§ Problem statement
Nothing should be left out: output all of the entries exactly.

§ Records shown
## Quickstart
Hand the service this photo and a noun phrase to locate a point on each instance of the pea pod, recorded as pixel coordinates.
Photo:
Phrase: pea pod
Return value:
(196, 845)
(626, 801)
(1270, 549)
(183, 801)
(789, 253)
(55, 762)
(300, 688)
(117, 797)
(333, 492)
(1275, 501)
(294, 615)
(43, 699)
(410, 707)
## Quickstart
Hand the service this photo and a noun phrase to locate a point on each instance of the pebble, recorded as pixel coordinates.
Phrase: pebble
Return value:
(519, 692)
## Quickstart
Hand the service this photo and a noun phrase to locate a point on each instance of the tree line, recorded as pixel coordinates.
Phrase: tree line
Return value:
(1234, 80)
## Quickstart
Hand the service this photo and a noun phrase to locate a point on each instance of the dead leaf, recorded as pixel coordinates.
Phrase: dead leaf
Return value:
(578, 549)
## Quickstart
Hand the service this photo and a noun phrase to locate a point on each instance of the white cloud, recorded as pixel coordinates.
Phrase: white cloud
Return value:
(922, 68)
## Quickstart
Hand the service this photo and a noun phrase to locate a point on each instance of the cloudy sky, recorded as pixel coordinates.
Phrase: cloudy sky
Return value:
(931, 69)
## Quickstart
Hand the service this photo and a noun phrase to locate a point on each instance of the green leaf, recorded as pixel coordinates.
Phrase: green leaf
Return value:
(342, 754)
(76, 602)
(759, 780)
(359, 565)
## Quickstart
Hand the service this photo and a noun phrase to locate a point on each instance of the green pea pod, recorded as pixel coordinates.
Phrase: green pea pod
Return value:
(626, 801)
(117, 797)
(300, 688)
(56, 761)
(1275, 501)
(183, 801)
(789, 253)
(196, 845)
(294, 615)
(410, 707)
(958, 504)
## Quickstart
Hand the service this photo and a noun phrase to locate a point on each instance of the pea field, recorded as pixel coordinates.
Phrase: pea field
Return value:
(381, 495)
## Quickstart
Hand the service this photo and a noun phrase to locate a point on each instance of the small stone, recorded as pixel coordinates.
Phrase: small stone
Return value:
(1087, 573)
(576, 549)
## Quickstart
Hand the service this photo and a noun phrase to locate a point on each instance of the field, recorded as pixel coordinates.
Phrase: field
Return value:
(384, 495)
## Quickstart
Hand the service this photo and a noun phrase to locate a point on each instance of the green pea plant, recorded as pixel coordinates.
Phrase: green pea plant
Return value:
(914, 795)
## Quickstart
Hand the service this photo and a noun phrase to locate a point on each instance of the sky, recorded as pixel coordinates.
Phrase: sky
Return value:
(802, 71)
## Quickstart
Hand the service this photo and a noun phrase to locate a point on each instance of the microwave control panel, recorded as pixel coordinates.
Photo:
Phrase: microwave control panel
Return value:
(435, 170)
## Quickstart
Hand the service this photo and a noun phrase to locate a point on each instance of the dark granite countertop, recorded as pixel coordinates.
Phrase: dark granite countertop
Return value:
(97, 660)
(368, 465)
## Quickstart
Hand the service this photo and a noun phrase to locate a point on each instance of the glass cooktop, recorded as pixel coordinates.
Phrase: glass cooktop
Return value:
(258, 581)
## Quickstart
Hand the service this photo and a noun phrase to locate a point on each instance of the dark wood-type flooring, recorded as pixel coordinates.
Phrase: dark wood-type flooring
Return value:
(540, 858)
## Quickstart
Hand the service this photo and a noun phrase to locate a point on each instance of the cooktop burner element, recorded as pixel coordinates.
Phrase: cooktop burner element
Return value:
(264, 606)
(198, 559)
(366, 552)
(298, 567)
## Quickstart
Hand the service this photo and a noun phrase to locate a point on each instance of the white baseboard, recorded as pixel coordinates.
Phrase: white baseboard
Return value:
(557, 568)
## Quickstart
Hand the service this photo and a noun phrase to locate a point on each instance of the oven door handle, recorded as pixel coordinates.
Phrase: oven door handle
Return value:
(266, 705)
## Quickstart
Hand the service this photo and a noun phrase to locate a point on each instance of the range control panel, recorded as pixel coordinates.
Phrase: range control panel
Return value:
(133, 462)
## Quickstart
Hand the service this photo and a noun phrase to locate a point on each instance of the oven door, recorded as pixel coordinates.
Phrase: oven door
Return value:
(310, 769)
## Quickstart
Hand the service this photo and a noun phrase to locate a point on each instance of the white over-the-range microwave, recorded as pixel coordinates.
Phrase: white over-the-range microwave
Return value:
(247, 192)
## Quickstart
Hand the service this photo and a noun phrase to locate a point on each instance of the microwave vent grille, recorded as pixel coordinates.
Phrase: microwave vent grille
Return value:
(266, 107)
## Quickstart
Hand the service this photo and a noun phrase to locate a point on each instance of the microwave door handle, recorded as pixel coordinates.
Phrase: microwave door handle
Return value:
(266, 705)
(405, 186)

§ Answer for the task
## Quickstart
Hand the service this photo and a noun phrase to locate a point on each instance of the pea pod, recorded as pixel coordinates.
Photo:
Phrase: pea pod
Return value:
(196, 845)
(626, 801)
(1270, 549)
(183, 801)
(789, 253)
(55, 762)
(300, 688)
(117, 797)
(333, 492)
(1275, 501)
(294, 615)
(43, 699)
(410, 707)
## Quickstart
Hand the service this photo and a noun phrase to locate a point on each instance of the pebble, recorded as pixel coordinates.
Phrase: pebble
Return value:
(519, 692)
## Quickstart
Hand the service this photo and a noun phrase to locate a point on each instance of the tree line, recorded as pixel coordinates.
Phrase: tree line
Return value:
(1234, 80)
## Quickstart
Hand the service this photo and a noun phrase to locate a point on each instance of the dead leaf, recorded as pixel coordinates.
Phrase: dead leaf
Return value:
(578, 549)
## Quickstart
Hand the service this photo and a noun phrase to locate a point on each instance of the white cloud, recorded as pixel coordinates.
Phrase: white cloud
Return value:
(922, 68)
## Quickstart
Hand the service this photo and a noun phrase to locate a point on each instance of the cloudy sky, recorded as pixel coordinates.
Phrase: cloudy sky
Return value:
(931, 69)
## Quickstart
Hand the service this photo and a noun phrase to locate a point on each instance of the green leaf, recorded as pixel coordinates.
Phrase: green leaf
Return value:
(342, 754)
(76, 602)
(759, 780)
(359, 565)
## Quickstart
Hand the service this photo and a noun phrase to locate a point on each instance of the green pea pod, recorded as pixel coordinates.
Phrase: green pea pod
Return value:
(626, 801)
(117, 797)
(300, 688)
(56, 761)
(1275, 501)
(183, 801)
(789, 253)
(196, 845)
(294, 615)
(410, 707)
(958, 504)
## Quickstart
Hand the service this photo and a noun phrase to locate a point on each instance of the pea field, recorded as pixel coordinates.
Phrase: pea field
Return value:
(381, 495)
## Quickstart
Hand the service this photo and a noun phrase to locate a point on each instance of the small stone, recorded as pixel coordinates.
Phrase: small stone
Return value:
(1087, 573)
(576, 549)
## Quickstart
Hand the service this photo and a noun phrase to locate a point on each instance of the field, recorded as pixel coordinates.
Phrase: field
Return value:
(384, 495)
## Quickstart
Hand the service this photo and a noun phrase to locate a point on each instance of the green pea plant, recorded as pixel coordinates.
Phrase: green pea plant
Return value:
(914, 795)
## Quickstart
Hand the service this photo and a noun phrase to locate a point on each instance of the sky, recorded as pixel coordinates.
Phrase: sky
Return value:
(802, 71)
## Quickstart
Hand the service this photo and a noun phrase to locate a point on each instance of the microwave control panel, recorded as pixel coordinates.
Photo:
Phrase: microwave control panel
Return value:
(435, 170)
## Quickstart
Hand the service this photo and a noun phrase to locate a point on each instance of the dark granite countertop, recorded as pixel coordinates.
Phrase: dark granite countertop
Return value:
(97, 660)
(368, 465)
## Quickstart
Hand the service this photo and a noun phrase to locate a point on each instance of the glass cooktop, recorded as pixel coordinates.
Phrase: glass cooktop
Return value:
(258, 581)
## Quickstart
Hand the service this photo and a noun phrase to locate a point on each instance of the dark wood-type flooring, recorded as pixel coordinates.
Phrase: dark wood-type flooring
Return value:
(540, 858)
## Quickstart
Hand the service this photo and a noun phrase to locate a point on each instance of the cooktop burner element, recorded as pixel coordinates.
Phrase: cooktop burner element
Return value:
(264, 606)
(198, 559)
(366, 552)
(298, 567)
## Quickstart
Hand the service this photo and a noun phrase to locate a point on each instance of the white baseboard, recorded as pixel coordinates.
Phrase: white baseboard
Return value:
(557, 568)
## Quickstart
Hand the service this photo and a noun phrase to locate a point on each instance of the oven door handle, recorded as pixel coordinates.
Phrase: oven door handle
Return value:
(266, 705)
## Quickstart
Hand the service this photo and a noun phrase to locate a point on each instance of the range control panel, recorded as pixel coordinates.
Phrase: range control panel
Return value:
(133, 462)
## Quickstart
Hand the service this photo and a noun phrase to locate a point on each instance of the oven door, recorded as pixel coordinates.
Phrase: oven door
Return value:
(310, 769)
## Quickstart
Hand the service this photo and a noun phrase to locate a point on each instance of the white over-the-range microwave, recorded as pixel coordinates.
Phrase: white over-the-range microwave
Return value:
(247, 192)
## Quickstart
Hand the service this photo and a noun phrase to locate a point on each instance of the microwave vent grille, recorded as pixel coordinates.
Phrase: microwave vent grille
Return value:
(266, 107)
## Quickstart
Hand the service this photo and a noun phrase to locate a point on each instance of the microwave door handle, recorded as pixel coordinates.
Phrase: microwave door handle
Return value:
(266, 705)
(405, 186)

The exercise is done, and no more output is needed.